Check each line of the listing for the string "pebble", then state how many lines have it. Only the number is wanted.
——
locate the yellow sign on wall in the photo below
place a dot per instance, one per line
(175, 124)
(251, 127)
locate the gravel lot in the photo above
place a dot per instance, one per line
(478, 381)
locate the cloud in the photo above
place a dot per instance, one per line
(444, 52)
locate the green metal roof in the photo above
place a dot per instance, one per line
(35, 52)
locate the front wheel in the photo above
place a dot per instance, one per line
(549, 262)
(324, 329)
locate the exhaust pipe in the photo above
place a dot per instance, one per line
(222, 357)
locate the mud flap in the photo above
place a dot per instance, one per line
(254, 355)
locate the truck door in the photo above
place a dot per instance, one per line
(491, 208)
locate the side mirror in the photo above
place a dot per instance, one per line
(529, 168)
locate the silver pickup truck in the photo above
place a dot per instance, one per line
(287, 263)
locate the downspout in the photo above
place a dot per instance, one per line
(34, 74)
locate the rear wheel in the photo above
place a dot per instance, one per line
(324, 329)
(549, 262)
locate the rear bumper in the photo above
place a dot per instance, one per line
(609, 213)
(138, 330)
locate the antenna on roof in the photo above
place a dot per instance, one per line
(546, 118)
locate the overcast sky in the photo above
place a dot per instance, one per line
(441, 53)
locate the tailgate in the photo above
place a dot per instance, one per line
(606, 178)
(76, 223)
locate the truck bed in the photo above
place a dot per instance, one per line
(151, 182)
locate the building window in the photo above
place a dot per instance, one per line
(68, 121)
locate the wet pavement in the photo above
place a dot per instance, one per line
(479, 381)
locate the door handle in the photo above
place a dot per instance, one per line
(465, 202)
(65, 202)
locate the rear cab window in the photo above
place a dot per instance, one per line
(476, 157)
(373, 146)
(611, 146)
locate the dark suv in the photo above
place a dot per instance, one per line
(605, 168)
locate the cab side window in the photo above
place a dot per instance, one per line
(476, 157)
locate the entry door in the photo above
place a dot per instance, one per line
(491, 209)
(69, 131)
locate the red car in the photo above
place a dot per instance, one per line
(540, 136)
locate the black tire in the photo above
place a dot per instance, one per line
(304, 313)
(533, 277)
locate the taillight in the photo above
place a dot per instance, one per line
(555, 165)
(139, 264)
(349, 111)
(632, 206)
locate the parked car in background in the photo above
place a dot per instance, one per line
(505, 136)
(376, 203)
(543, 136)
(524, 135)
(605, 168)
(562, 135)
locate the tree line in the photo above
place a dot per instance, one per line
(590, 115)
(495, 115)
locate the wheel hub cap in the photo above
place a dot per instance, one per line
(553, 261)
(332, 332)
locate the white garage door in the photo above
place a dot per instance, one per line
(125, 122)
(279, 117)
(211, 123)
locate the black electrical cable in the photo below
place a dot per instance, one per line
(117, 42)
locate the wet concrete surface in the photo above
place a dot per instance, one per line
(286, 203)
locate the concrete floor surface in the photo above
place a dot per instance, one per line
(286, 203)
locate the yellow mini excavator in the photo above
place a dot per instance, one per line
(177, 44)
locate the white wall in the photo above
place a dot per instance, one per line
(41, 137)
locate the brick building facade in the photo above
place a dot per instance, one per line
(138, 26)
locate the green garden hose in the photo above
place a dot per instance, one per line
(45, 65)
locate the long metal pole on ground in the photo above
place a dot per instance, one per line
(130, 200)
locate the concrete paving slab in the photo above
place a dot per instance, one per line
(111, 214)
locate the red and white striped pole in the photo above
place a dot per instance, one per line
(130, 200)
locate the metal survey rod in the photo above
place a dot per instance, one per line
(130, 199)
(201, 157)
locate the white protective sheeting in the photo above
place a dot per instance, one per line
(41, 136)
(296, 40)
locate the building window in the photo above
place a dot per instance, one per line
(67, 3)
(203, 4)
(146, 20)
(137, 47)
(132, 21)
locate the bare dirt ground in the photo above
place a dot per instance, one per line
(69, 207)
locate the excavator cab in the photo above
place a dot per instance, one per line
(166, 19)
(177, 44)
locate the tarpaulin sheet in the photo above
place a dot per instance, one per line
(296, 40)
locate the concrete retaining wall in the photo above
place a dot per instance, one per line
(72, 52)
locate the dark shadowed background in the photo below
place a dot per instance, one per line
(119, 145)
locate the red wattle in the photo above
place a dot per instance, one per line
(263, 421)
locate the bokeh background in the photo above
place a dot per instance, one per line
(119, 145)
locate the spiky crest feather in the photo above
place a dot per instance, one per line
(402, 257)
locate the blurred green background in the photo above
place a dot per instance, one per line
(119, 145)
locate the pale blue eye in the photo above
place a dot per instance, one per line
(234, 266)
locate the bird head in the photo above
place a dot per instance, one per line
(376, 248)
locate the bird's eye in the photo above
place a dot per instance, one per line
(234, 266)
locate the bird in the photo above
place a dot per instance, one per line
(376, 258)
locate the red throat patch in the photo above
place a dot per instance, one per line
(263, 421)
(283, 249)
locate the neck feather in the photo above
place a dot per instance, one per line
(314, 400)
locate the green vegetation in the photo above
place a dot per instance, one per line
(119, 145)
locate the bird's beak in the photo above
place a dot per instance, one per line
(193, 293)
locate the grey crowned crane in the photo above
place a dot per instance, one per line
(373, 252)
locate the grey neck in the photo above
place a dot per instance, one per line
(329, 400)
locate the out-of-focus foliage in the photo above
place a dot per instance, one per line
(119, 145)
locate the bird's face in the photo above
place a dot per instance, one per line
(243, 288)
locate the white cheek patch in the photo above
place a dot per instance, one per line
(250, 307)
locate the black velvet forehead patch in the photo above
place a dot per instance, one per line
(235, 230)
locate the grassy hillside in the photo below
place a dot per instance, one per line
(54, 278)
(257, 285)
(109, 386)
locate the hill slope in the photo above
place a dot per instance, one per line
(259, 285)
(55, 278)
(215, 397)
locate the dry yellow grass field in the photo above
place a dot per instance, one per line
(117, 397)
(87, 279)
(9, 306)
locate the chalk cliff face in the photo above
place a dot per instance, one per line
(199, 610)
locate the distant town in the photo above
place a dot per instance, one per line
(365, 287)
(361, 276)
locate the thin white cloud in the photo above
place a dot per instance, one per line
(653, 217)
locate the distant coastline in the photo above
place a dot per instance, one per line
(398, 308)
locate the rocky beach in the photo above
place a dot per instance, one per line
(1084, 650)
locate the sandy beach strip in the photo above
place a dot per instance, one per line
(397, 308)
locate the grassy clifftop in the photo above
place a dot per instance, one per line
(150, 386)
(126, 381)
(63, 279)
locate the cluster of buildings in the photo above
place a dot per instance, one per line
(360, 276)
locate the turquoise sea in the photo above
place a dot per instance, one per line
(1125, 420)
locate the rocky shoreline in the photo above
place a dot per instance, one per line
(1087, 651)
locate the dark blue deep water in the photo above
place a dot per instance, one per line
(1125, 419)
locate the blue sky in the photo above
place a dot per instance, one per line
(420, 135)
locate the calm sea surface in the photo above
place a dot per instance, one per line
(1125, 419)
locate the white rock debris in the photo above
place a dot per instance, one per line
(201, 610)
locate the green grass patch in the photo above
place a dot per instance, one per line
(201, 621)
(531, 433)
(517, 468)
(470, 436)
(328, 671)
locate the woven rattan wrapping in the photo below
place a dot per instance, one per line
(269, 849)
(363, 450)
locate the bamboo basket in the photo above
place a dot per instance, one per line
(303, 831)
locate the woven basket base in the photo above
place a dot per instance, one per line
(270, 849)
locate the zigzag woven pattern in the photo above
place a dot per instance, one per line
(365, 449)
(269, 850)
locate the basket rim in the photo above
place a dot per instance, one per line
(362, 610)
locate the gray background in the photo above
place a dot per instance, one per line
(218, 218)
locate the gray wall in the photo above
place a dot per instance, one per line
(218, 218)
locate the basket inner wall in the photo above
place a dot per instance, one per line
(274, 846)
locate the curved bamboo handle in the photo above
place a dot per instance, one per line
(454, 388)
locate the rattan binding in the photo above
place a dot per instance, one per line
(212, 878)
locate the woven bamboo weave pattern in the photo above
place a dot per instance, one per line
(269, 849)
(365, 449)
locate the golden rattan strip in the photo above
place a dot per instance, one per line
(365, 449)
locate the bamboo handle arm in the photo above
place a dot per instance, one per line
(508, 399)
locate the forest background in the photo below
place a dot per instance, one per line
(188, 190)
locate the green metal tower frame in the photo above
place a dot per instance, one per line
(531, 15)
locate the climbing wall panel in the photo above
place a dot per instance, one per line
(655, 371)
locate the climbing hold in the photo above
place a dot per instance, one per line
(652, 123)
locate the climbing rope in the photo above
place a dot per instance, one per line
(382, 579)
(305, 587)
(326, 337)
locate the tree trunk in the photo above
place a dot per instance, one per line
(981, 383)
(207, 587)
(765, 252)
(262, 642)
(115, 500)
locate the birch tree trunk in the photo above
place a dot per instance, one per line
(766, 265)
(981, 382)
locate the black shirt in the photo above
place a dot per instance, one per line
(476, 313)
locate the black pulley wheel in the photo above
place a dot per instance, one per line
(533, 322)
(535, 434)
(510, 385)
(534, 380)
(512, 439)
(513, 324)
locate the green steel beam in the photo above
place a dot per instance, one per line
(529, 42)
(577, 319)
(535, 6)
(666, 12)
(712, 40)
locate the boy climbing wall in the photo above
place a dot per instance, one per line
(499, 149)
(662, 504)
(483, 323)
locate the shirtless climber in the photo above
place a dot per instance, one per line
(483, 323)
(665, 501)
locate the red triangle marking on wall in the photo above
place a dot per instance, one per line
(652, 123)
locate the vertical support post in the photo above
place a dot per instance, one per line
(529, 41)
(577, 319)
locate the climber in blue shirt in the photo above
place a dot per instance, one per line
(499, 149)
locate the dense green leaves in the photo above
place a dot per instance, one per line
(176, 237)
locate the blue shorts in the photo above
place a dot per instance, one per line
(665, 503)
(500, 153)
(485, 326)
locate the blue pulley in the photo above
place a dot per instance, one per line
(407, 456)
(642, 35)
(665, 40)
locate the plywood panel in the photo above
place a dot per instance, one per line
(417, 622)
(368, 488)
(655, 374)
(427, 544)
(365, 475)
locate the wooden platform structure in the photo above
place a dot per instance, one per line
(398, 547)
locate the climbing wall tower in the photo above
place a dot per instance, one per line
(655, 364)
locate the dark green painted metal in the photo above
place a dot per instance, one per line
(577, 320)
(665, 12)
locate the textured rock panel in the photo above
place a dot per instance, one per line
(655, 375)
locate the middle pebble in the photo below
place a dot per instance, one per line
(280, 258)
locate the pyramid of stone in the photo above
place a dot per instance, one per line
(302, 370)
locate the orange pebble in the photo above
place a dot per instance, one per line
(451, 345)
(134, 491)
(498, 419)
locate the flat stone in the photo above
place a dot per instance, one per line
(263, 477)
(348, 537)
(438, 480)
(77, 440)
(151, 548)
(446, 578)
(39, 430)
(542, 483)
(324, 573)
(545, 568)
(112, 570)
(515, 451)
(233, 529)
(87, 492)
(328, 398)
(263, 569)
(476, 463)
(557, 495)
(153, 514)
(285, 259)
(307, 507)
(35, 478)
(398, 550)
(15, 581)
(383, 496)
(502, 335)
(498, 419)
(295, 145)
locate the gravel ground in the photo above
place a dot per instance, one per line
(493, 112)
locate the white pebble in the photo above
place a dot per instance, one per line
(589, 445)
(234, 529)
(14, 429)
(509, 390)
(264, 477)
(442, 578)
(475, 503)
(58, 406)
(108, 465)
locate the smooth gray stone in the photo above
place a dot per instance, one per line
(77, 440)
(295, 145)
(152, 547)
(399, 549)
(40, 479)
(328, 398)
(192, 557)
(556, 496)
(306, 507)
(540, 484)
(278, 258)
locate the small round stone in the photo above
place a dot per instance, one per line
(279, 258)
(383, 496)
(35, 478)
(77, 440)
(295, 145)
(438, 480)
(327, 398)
——
## Expected output
3